Exercise tasks
a: In the Project Masiluleke article below, when and where was the project officially launched?
b: Please list every role or title that the Project Masiluleke article gives for Andrew Zolli.
c: Continue the Project Masiluleke article from its last sentence.

Project Masiluleke aims high to beat AIDS and TB

The ease of use, widespread popularity and personal nature of mobile communications are all being harnessed in an ambitious project that aims to reverse the HIV/AIDS and tuberculosis (TB) crises in South Africa and elsewhere.

Called Project Masiluleke, the initiative was launched officially at the annual Pop!Tech conference in October 2008. Pop!Tech is a non-profit organization working to bring about social innovation programs. Its famed annual conference in Maine, USA, gathers the world’s visionary thinkers and movers.

Helpline calls trebled

Already, Project Masiluleke is showing early success. From 1st October 2008, up to a million text-based messages are being sent every day to mobile users in South Africa, inviting them to call a toll-free AIDS helpline for HIV testing advice. The number of inbound calls to the helpline has been trebled and is rising.

The AIDS messages are inserted into the white space in ‘Please Call Me’ (PCM) text messages. With a mobile penetration of 90%, the service is highly popular in South Africa. Up to 30 million PCMs are sent free of charge every day by prepaid mobile users asking other subscribers to call them. PCMs can be sent even when the sender has zero prepaid credit.

The messages are direct and enticing, targeting the personal concerns of individuals. The first message sent was: ‘HIV+ and scared to tell your partner? For info on how to disclose your HIV status, call AIDS Helpline on …’. A different message is being delivered each week, in English and soon, in the local vernacular, such as Zulu.

Overcoming the AIDS stigma

For the first time in the history of HIV, a public health campaign is addressing the needs of the individual, believes Andrew Zolli, curator of the Pop!Tech conference, Fellow of the National Geographic Society, and a driving force behind Project Masiluleke. “We can target communities with messages in the local language, with the right cultural context. The messages are confidential, overcoming the fierce local stigma of AIDS. They target everyone with a mobile phone, overcoming age and cultural barriers.”

[Region pointing data]
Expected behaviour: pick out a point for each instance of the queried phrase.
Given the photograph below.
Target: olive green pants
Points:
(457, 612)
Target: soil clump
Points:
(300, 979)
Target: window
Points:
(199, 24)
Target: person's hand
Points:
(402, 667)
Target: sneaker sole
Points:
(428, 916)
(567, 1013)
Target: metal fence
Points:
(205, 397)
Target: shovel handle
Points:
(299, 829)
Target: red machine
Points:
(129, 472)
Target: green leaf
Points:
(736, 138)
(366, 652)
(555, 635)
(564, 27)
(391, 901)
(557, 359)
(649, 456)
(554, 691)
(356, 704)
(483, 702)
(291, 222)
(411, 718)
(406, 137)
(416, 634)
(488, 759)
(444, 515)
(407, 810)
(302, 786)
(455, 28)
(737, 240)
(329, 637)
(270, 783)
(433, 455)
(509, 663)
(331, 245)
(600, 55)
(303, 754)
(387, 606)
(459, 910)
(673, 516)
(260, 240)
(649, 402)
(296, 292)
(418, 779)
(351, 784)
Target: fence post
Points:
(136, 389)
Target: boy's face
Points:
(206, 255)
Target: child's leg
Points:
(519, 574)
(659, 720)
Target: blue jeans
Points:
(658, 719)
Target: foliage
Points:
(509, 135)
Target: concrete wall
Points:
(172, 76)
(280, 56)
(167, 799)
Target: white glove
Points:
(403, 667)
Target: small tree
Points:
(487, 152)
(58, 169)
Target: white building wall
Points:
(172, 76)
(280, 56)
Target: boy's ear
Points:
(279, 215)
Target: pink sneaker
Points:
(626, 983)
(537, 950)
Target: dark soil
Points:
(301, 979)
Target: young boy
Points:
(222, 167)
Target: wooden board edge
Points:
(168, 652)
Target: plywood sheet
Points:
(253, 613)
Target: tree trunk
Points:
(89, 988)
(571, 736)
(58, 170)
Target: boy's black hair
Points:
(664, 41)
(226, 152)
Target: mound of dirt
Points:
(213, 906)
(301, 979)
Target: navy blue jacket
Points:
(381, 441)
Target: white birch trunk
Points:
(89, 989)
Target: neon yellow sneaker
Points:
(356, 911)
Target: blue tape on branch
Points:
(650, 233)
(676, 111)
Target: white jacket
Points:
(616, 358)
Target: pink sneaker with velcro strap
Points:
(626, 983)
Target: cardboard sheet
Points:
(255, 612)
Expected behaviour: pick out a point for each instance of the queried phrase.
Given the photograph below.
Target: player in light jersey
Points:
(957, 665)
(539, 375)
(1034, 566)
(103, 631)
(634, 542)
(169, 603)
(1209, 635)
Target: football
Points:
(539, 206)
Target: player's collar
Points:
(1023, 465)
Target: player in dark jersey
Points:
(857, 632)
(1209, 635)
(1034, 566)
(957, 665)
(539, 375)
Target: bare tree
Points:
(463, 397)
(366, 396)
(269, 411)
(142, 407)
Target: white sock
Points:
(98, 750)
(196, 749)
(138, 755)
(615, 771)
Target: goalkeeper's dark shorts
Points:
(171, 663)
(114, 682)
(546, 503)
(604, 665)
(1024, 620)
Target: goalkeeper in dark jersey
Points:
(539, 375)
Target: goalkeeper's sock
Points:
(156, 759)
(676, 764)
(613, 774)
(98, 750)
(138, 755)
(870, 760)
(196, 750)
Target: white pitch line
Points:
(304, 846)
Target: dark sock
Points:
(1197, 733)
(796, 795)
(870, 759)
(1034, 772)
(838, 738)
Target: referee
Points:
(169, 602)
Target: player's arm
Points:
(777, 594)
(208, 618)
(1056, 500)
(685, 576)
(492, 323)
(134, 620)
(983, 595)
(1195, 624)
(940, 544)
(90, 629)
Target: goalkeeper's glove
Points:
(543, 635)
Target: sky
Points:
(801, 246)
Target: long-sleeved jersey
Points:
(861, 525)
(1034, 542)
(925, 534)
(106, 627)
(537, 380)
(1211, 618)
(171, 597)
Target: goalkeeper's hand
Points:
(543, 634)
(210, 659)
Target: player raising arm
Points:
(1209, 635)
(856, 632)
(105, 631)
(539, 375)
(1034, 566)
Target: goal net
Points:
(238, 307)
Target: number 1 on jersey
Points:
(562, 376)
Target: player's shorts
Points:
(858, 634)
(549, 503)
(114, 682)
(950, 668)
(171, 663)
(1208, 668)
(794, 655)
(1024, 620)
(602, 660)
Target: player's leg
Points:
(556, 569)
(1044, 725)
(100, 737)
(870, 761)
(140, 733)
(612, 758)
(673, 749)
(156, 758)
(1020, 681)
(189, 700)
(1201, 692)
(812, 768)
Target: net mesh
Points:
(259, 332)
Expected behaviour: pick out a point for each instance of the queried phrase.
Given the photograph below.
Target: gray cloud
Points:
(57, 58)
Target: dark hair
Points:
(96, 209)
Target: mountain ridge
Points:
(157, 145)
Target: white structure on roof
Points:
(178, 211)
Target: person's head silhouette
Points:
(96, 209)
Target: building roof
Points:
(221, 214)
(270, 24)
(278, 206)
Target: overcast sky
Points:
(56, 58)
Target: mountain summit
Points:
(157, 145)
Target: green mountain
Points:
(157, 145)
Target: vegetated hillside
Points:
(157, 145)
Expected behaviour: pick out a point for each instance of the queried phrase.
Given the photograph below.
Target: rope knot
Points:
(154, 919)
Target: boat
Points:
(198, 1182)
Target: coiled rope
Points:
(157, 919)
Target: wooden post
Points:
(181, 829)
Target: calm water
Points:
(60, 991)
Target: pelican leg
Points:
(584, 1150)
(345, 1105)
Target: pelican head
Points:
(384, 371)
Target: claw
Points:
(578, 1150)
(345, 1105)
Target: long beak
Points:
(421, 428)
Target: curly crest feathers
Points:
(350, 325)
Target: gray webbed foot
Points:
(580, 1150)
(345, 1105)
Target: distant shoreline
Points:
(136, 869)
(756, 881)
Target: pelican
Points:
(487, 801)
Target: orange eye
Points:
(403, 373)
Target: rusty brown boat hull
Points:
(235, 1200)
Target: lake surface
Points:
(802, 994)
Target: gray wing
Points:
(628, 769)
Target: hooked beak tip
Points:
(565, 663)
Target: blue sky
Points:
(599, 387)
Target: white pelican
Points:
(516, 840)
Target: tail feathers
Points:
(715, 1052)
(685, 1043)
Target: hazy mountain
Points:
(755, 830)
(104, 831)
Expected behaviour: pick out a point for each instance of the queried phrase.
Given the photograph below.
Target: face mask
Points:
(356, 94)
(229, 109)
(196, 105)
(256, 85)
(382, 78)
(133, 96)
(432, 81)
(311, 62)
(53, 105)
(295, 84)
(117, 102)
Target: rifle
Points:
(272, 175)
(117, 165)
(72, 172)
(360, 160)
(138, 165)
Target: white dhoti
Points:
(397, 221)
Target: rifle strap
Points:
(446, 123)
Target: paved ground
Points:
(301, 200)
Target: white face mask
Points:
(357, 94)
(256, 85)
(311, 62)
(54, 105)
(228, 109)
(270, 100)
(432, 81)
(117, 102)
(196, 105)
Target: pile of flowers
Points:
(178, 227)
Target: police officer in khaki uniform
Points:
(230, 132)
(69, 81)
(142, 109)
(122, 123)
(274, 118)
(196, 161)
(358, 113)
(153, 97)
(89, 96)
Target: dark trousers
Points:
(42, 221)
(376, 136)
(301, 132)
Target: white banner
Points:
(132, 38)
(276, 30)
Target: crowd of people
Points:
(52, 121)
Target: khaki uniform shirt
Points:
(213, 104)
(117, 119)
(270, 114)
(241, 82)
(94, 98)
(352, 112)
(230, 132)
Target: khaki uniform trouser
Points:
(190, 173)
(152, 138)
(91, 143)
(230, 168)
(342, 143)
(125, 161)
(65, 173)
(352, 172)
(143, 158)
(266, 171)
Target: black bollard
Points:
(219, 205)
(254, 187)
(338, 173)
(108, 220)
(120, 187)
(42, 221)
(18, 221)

Responses to the exercise
a: It was launched at the annual Pop!Tech conference in October 2008.

b:
- Curator of the Pop!Tech conference
- Fellow of the National Geographic Society
- A driving force behind Project Masiluleke

c:
Some South African provinces suffer a 40 percent HIV infection rate. Compounding the problem is the world’s highest incidence of TB, which is the leading cause of death of South Africans infected with HIV. Yet only 2 percent of the population has been tested for HIV. If just a small proportion of those receiving these messages go for testing, Project Masiluleke can help more people to be tested in one year than have been tested in the country’s history.

Future ambitions

The ambitions for Project Masiluleke go further still, aiming not just to connect people to care, but to keep them connected. Only 60% of South Africans receiving anti-retroviral (ARV) drugs stay on the treatment for more than two years. Project Masiluleke will deliver well-timed text alerts to patients reminding them when they need to attend their clinic.

The project is also exploring the possibility of training existing HIV+ patients as healthcare counsellors. By equipping them with mobile phones to receive incoming enquiries, they can become ‘virtual call centers’, augmenting the capacity of existing health centers to take calls. Also in the pipeline are plans to deploy low cost, at-home HIV testing with mobile counseling support.

Partners unite to change the world

Project Masiluleke unites a world-class interdisciplinary team of partners in design, mobile technology and healthcare, including, iTeach, Praekelt Foundation, National Geographic, MTN, Nokia Siemens Networks and others.

“We are deeply privileged and gain great credibility by having Nokia Siemens Networks as a partner. The depth of relationships that they bring worldwide help to spread the gospel across world and their deep technical resources will help us to scale this project beyond the first South African deployments. You couldn’t ask for a better partner,” says Zolli.

“It takes a multidisciplinary set of partners to change the world. You need people with on-the-ground healthcare expertise, with design experience and the commitment from MTN and Nokia Siemens Networks to provide the capacity for the team to have the biggest impact.

“We are changing the world one collaboration at a time,” concludes Zolli.